Retype all of the data word for word, without pictures.

DATA SUPPLIED:
··········

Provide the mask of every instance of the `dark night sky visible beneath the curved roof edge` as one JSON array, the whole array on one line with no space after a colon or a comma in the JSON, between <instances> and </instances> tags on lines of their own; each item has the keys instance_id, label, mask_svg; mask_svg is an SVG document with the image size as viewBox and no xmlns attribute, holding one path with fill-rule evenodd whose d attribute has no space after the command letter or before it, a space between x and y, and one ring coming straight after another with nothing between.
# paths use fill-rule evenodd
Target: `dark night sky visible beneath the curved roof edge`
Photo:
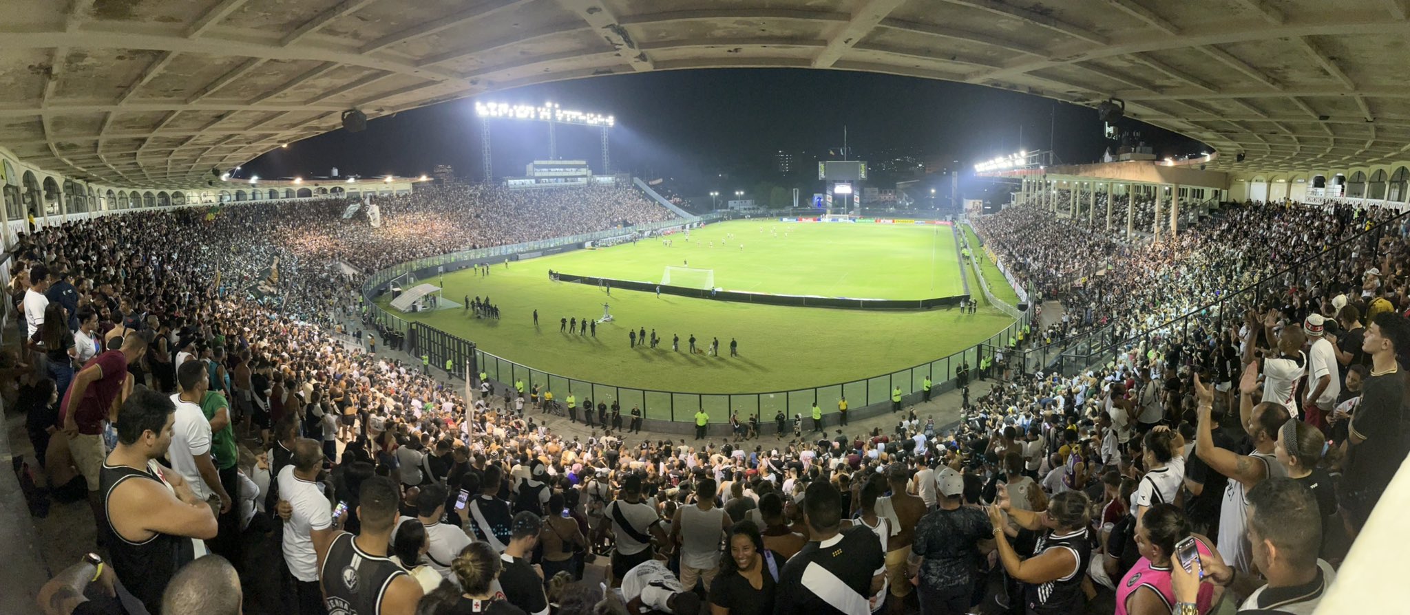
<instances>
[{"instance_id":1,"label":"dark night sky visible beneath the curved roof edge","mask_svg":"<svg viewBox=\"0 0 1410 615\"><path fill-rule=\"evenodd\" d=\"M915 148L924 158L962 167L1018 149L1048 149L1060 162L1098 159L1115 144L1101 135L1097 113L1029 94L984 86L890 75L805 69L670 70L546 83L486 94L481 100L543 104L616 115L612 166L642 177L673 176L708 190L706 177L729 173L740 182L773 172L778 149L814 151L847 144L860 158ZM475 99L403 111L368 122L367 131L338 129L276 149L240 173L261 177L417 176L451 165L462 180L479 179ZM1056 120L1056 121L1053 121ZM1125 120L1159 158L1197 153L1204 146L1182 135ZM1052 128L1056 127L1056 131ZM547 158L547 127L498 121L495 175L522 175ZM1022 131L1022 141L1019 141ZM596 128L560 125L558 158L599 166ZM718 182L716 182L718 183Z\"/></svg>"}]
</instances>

··········

EXERCISE SOLUTION:
Provide the mask of every instance of the `dark night sky visible beneath the curved roof edge` as one JSON array, the whole array on one line with no space after a colon or a comma in the JSON, between <instances> and </instances> tags on lines of their own; each item has the keys instance_id, label, mask_svg; mask_svg is an SVG document with the image size as viewBox and no xmlns attribute, holding one path with fill-rule evenodd whose d attribute has no space after the command letter or before it, a space between x and y, and one ring coming straight after another with nothing between.
# paths use fill-rule evenodd
Target: `dark night sky visible beneath the curved roof edge`
Photo:
<instances>
[{"instance_id":1,"label":"dark night sky visible beneath the curved roof edge","mask_svg":"<svg viewBox=\"0 0 1410 615\"><path fill-rule=\"evenodd\" d=\"M915 148L924 158L962 167L1018 149L1048 149L1060 162L1098 159L1115 144L1101 135L1097 113L1029 94L984 86L890 75L805 69L670 70L546 83L486 94L481 100L543 104L616 115L612 166L642 177L673 176L708 190L706 177L729 173L740 182L773 172L778 149L814 151L847 144L860 158ZM475 99L403 111L368 122L367 131L338 129L276 149L240 173L261 177L417 176L451 165L462 180L479 179ZM1056 120L1056 121L1053 121ZM1125 120L1159 158L1197 153L1204 146L1182 135ZM1052 128L1056 127L1056 131ZM547 158L547 127L498 121L495 175L522 175ZM1022 131L1022 141L1019 141ZM596 128L560 125L558 158L599 166ZM718 182L716 182L718 183Z\"/></svg>"}]
</instances>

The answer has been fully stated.